[Region pointing data]
---+---

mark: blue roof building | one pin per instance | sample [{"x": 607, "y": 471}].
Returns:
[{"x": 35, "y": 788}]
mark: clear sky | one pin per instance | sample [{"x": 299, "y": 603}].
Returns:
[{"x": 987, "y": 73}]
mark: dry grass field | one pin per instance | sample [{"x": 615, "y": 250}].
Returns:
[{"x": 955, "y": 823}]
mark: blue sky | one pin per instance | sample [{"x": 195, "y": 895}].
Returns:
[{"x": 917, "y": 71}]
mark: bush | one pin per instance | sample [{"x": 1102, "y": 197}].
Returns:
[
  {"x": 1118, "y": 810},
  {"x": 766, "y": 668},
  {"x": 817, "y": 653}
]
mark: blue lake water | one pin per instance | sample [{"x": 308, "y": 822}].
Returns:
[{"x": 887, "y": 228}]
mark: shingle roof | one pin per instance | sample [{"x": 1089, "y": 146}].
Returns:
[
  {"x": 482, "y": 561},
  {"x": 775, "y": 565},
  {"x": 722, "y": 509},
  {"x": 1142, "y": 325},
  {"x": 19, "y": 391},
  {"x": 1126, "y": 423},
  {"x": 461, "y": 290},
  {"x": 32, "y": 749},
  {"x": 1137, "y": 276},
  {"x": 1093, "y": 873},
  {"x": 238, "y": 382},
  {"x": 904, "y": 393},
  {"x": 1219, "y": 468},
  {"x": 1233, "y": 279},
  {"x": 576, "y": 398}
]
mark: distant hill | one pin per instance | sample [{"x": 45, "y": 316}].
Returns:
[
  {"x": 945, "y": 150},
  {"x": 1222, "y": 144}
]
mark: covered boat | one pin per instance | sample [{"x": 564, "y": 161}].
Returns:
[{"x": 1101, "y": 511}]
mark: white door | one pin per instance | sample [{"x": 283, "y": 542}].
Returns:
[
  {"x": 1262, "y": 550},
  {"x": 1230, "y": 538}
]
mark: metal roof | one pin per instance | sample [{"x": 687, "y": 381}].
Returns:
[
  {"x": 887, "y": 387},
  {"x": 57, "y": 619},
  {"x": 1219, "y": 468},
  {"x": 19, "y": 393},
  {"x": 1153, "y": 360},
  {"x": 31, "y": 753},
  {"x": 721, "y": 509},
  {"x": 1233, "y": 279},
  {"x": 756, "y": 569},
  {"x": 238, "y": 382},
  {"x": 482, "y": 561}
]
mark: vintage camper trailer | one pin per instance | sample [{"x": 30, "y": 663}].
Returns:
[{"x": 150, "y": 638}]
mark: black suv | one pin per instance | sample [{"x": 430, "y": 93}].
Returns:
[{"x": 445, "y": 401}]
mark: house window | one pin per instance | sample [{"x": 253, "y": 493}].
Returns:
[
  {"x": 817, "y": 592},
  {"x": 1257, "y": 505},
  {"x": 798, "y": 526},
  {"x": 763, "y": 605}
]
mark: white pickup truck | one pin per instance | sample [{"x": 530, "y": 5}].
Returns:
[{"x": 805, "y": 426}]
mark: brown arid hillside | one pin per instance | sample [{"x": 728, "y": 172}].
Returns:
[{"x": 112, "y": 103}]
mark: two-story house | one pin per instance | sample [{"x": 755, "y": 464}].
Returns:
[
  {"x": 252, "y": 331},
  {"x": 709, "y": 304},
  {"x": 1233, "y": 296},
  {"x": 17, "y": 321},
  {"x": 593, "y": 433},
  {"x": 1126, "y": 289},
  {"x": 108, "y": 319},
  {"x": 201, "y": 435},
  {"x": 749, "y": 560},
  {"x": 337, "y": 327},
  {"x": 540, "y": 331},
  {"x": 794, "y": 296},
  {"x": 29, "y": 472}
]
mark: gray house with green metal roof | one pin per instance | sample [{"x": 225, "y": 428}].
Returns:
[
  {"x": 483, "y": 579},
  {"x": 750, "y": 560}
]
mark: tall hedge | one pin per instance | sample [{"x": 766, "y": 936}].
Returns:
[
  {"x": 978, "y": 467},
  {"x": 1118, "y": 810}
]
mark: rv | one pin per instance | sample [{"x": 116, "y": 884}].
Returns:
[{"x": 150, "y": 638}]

---+---

**What to produce:** The lines to return are those in the entries above that hold "blue".

**Response below:**
mark: blue roof building | one pin per instance | sample [{"x": 607, "y": 471}].
mark: blue sky | one pin per instance | sample [{"x": 195, "y": 895}].
mark: blue lake water | one pin per instance | sample [{"x": 308, "y": 822}].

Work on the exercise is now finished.